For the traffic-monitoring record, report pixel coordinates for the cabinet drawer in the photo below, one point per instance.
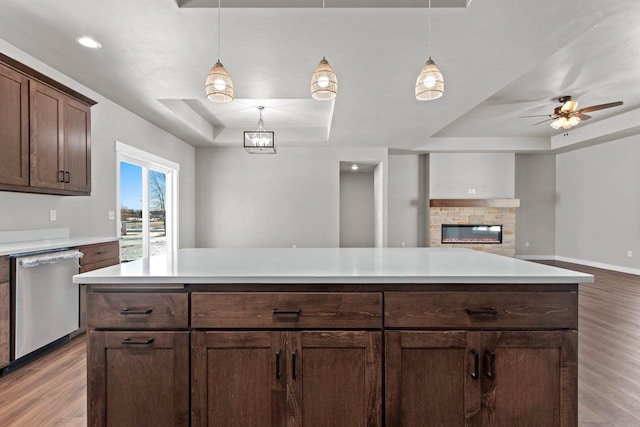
(4, 269)
(497, 310)
(137, 310)
(286, 310)
(99, 252)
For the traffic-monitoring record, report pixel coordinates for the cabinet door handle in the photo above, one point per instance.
(476, 364)
(488, 311)
(276, 312)
(293, 365)
(129, 341)
(126, 311)
(489, 363)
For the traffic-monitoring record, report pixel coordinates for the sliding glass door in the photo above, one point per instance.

___

▶ [TASK DIRECTIONS]
Set the records down again exactly, and omit any picture in them.

▶ [FINAL ANSWER]
For the traffic-monitoring record, report pixel coordinates for the cabinet drawer in the photo below, one point per instance.
(4, 269)
(497, 310)
(137, 310)
(286, 310)
(99, 252)
For the traffic-monitoring record, report pixel coordinates for the cabinet door handle in the photo above, one point per instance.
(476, 364)
(488, 311)
(276, 312)
(293, 365)
(129, 341)
(126, 311)
(489, 363)
For the traffic-monitoring record, report pixel coordinates for the sliding glass door in the photo above, one point per instance.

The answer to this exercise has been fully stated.